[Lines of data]
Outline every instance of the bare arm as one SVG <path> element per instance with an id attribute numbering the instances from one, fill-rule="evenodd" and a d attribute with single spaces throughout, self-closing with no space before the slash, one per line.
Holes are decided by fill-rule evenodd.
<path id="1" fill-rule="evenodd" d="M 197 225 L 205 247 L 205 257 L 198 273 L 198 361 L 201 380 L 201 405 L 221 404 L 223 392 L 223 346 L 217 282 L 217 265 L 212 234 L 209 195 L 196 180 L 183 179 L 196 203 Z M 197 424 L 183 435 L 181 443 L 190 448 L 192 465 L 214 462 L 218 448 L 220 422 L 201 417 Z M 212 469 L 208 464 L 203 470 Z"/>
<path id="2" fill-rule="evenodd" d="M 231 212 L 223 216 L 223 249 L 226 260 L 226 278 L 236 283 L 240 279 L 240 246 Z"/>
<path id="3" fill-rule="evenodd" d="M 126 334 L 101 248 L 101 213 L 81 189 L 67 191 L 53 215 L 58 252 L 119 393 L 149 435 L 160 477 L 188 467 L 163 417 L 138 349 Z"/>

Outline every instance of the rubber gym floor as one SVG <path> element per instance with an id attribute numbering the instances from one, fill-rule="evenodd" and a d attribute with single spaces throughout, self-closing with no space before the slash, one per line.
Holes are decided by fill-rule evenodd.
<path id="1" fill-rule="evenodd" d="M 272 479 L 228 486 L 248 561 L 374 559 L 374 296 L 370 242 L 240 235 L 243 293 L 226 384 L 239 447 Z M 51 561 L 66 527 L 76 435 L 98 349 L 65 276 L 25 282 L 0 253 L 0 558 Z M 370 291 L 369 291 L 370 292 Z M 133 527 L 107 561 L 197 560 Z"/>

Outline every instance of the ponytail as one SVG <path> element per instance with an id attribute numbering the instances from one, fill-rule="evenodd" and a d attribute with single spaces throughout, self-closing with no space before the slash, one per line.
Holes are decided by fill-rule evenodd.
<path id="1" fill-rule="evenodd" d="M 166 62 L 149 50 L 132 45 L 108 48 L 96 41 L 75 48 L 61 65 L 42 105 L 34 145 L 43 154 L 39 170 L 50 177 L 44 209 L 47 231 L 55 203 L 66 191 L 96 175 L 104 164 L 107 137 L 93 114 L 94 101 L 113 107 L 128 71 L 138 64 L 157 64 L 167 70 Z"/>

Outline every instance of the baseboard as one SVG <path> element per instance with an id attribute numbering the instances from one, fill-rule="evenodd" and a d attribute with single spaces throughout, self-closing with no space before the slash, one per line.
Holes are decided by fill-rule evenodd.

### Task prompt:
Copy out the items above word for word, every line of them.

### Final answer:
Outline every instance of the bare arm as one SVG <path> element per instance with an id attribute numbering the instances from one, fill-rule="evenodd" and a d attribute with single spaces throughout, self-closing with no space before the slash, one per line.
Holes are decided by fill-rule evenodd.
<path id="1" fill-rule="evenodd" d="M 197 225 L 205 247 L 205 257 L 198 273 L 198 361 L 201 380 L 201 405 L 221 404 L 223 392 L 223 346 L 217 282 L 217 265 L 212 234 L 209 195 L 196 180 L 183 179 L 196 203 Z M 197 424 L 183 435 L 181 443 L 190 448 L 192 465 L 214 462 L 218 448 L 220 422 L 201 417 Z M 212 469 L 208 464 L 203 470 Z"/>
<path id="2" fill-rule="evenodd" d="M 231 212 L 223 216 L 223 249 L 226 260 L 226 278 L 236 283 L 240 279 L 240 246 Z"/>
<path id="3" fill-rule="evenodd" d="M 126 334 L 101 248 L 101 213 L 81 189 L 67 191 L 53 215 L 58 252 L 119 393 L 149 435 L 160 477 L 188 467 L 163 417 L 138 349 Z"/>

Outline every instance of the rubber gym floor as one SVG <path> element per instance with an id attribute numbering the instances from one, fill-rule="evenodd" and a d attribute with single spaces throughout, self-closing with no space before the slash, one per line.
Holes are decided by fill-rule evenodd.
<path id="1" fill-rule="evenodd" d="M 272 479 L 228 486 L 248 561 L 374 559 L 374 296 L 370 242 L 240 235 L 243 293 L 226 384 L 239 447 Z M 51 561 L 66 527 L 76 435 L 98 349 L 65 276 L 25 282 L 0 253 L 0 558 Z M 370 291 L 369 291 L 370 292 Z M 133 527 L 107 561 L 197 560 Z"/>

Outline every instance of the ponytail as one SVG <path> element per instance with an id attribute numbering the instances from one, fill-rule="evenodd" and a d attribute with single spaces throughout, self-closing with no space before the slash, one per line.
Holes are decided by fill-rule evenodd.
<path id="1" fill-rule="evenodd" d="M 166 62 L 149 50 L 132 45 L 108 48 L 96 41 L 75 48 L 61 65 L 42 105 L 34 145 L 43 154 L 39 170 L 50 177 L 44 209 L 47 231 L 55 203 L 66 191 L 96 175 L 104 164 L 107 137 L 93 114 L 94 101 L 113 107 L 128 71 L 138 64 L 157 64 L 167 70 Z"/>

Outline every instance of the baseboard as one SVG <path> element per instance with an id attribute numbering the instances from one, fill-rule="evenodd" and a d attribute with single spaces throughout, self-closing with no space before the slash, one per line.
Holes are decided by fill-rule evenodd.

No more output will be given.